<<<<
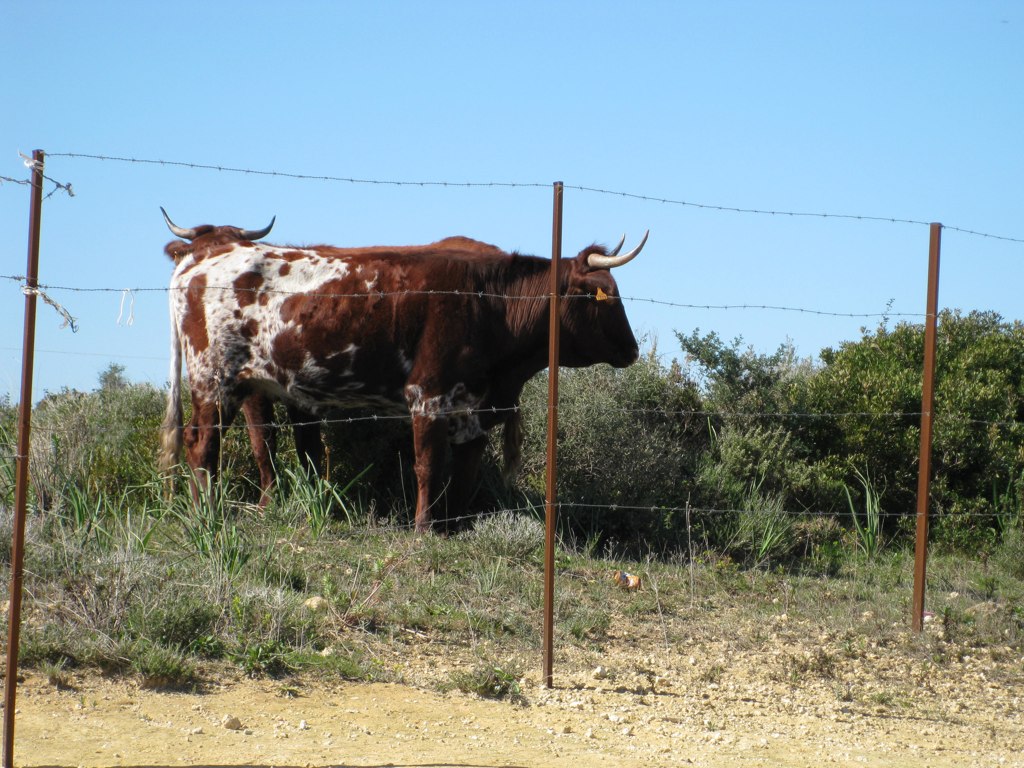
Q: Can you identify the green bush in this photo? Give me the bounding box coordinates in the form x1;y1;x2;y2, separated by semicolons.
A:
520;349;707;549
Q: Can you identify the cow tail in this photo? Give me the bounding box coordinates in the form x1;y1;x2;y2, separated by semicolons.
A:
158;309;183;472
502;402;522;482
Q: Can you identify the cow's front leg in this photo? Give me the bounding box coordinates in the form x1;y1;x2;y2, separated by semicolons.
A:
413;414;447;534
184;392;239;502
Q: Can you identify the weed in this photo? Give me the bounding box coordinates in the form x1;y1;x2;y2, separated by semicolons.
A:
131;640;197;689
463;512;545;562
843;468;882;560
452;662;524;702
229;640;293;678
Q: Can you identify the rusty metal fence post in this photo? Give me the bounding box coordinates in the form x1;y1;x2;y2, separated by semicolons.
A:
543;181;563;688
910;223;942;632
3;150;44;768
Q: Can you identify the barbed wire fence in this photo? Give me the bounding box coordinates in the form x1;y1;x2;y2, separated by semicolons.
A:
0;152;1024;495
0;152;1024;585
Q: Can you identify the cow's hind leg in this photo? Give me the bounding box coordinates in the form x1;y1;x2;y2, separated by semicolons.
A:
288;406;324;477
242;394;278;507
444;435;487;531
184;392;239;501
413;415;447;534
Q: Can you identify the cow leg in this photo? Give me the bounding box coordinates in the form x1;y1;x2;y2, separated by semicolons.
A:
184;393;239;502
445;435;487;529
288;406;324;477
413;415;447;534
242;394;278;508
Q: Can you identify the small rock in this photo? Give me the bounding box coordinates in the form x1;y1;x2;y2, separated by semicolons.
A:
302;595;327;611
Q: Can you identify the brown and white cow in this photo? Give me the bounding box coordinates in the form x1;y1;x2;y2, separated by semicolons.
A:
160;208;324;507
155;214;647;531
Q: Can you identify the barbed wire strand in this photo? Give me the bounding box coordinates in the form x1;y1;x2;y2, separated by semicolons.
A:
0;274;926;319
19;403;1024;435
47;153;1024;243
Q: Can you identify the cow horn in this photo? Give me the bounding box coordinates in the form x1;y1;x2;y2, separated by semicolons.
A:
236;216;278;240
160;206;196;240
587;229;650;269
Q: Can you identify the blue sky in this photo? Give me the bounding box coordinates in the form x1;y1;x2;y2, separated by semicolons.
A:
0;0;1024;399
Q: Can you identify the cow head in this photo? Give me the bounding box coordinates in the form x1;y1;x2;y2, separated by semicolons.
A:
558;232;649;368
160;208;278;263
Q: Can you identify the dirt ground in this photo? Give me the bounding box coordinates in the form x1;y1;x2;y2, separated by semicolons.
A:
8;615;1024;768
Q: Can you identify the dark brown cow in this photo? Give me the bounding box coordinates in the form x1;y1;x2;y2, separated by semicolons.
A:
160;208;324;507
155;214;646;531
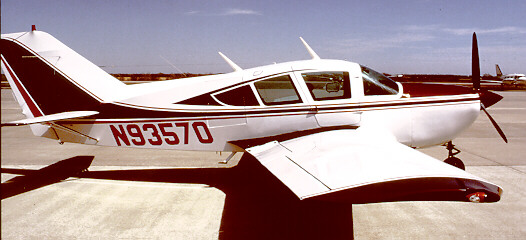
>>>>
Task objective
Lay out every line of the material above as a numbered list, skipping blank lines and leaving out the pictures.

Output below
1. Q: Can you identify the green bush in this photo? Give me the bounding box coordinates in the form x1;y1;x2;y2, separated by semicolons.
2. A:
3. 520;349;707;549
4. Q: Can you identify the cow tail in this photo? Give me the bounding box coordinates in the form x1;y1;x2;y2, separated by semicolons.
5. A:
6. 158;309;183;472
7. 502;402;522;482
8. Q: Can you identify the cow's front leg in this photo? Give me the bounding box coordinates in the form x1;y1;x2;y2, separated by semicolons.
9. A:
10. 413;414;447;534
11. 184;392;239;502
12. Q: Can you identify the weed in this photo? Give me the bounding box coordinates in the form x1;y1;x2;y2, separated by semicolons.
13. A:
14. 131;640;197;689
15. 463;512;545;562
16. 843;468;882;560
17. 452;662;524;702
18. 229;640;293;678
19. Q: Can you identify the rusty metal fence post in this photo? Give me the bounding box coordinates in the form x1;y1;x2;y2, separated by semicolons.
20. A:
21. 543;181;563;688
22. 910;223;942;632
23. 3;150;44;768
24. Q: Can you identify the barbed wire fence in this photo? Give me the bounding box coordinates in the form x1;y1;x2;y2, separated by semicolons.
25. A:
26. 0;152;1024;495
27. 0;152;1024;585
28. Q: Can you identify the cow's hind leg in this photo? Give me the bounding box coordinates in the form x1;y1;x2;y2, separated by semicolons.
29. A:
30. 288;406;324;477
31. 242;394;278;507
32. 444;435;487;531
33. 184;392;239;501
34. 413;415;447;534
35. Q: Can you identify the cow leg in this photo? Give me the bounding box coordinates in the form x1;y1;x2;y2, separated by semicolons.
36. A:
37. 184;393;239;502
38. 445;435;487;529
39. 288;406;324;477
40. 413;415;447;534
41. 242;394;278;508
42. Q: Can you identify the small rock in this photo? Give me the bounding box coordinates in the form x1;y1;x2;y2, separated by semicolons.
43. A:
44. 302;595;327;611
45. Q: Can you identify the brown and white cow in this photo? Give me the bounding box coordinates in the form x1;y1;x2;y2, separated by semicolons.
46. A:
47. 160;208;324;507
48. 155;214;647;531
49. Q: Can you identify the barbed wire strand in this photo? Give me the bounding box coordinates in the form x1;y1;x2;y2, separated by semicolons.
50. A:
51. 0;274;926;319
52. 19;403;1024;435
53. 47;153;1024;243
54. Q: Can you identify the cow horn in this photo? Give me the bounding box coordinates in the form x1;y1;x2;y2, separated by semicolons.
55. A:
56. 236;216;278;240
57. 160;206;196;240
58. 587;229;650;269
59. Q: Can you identify the blue sky in this photo? Give me the bounding box coordinates in the form x1;y1;x2;y2, separated by semicolons.
60. A:
61. 0;0;1024;399
62. Q: Can you identify the cow head in this photo? Give me the bounding box coordinates in the form x1;y1;x2;y2, separated by semicolons.
63. A:
64. 558;232;649;368
65. 160;208;278;263
66. Q: Can you identify the dirt ground in this photo? Give me the bounding box coordinates in the form x1;y1;x2;y2, separated by semicolons.
67. A:
68. 8;615;1024;768
69. Q: Can you identify the dark brown cow in this photo? Give me the bounding box coordinates in the form x1;y1;x2;y2, separated by semicolons.
70. A:
71. 160;208;324;507
72. 155;214;646;531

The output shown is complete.